Work item - Taking the listing below line by line, tally those that contain the string "officer". Give the total alone.

------------------------------------------------------------------------

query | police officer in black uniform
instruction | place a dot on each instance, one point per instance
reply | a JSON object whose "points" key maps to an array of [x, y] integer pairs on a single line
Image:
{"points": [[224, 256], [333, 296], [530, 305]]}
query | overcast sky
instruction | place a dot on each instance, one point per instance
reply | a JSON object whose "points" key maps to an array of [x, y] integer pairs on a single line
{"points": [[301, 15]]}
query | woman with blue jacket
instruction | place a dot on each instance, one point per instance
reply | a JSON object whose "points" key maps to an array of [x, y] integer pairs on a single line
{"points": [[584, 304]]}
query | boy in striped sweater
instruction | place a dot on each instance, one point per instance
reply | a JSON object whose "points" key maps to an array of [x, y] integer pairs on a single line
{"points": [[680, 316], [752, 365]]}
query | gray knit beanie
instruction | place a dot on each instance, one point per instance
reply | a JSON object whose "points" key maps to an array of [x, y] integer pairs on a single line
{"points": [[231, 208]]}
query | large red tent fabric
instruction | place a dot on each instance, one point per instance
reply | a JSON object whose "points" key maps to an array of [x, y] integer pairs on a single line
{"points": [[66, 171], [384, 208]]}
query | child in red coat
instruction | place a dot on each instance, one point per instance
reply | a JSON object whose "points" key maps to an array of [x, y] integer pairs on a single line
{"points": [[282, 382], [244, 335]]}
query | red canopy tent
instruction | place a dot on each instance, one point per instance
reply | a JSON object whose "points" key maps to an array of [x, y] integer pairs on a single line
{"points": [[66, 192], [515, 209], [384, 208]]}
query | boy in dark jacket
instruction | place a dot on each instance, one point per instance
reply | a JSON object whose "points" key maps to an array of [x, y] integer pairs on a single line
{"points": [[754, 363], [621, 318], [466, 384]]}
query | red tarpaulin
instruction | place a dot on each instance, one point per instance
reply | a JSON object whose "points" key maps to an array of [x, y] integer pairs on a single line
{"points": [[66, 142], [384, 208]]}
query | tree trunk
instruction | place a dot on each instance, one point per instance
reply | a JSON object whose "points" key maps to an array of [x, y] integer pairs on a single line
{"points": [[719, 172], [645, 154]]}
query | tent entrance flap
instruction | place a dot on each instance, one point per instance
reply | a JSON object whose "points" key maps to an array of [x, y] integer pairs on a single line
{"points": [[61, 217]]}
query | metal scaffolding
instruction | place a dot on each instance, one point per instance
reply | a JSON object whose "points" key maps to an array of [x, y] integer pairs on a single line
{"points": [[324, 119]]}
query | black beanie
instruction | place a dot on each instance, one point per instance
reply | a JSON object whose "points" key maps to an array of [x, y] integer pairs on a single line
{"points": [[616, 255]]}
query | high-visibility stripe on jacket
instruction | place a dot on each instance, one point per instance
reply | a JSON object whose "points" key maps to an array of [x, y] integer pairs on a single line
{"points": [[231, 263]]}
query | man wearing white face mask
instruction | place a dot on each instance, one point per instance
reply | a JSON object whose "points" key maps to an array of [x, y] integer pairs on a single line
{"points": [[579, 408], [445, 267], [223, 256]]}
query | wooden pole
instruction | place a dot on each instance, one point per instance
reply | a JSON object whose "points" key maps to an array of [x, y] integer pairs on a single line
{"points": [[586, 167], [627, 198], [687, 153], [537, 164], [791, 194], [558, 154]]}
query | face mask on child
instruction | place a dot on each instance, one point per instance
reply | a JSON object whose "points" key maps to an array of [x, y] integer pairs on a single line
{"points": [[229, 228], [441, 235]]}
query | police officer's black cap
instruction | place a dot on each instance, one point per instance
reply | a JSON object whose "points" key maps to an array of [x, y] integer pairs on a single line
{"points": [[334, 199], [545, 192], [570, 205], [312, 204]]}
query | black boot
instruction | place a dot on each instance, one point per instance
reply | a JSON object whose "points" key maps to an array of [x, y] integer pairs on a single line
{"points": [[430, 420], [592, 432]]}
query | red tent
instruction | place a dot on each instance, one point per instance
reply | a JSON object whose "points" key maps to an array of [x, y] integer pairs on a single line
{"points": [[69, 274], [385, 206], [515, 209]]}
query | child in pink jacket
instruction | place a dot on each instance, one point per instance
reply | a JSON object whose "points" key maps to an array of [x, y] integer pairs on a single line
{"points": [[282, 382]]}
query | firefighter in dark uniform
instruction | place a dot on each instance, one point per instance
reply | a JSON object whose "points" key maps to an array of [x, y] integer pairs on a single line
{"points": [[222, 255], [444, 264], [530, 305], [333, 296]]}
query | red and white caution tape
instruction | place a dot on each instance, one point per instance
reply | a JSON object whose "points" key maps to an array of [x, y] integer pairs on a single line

------------------------------------------------------------------------

Exercise output - 2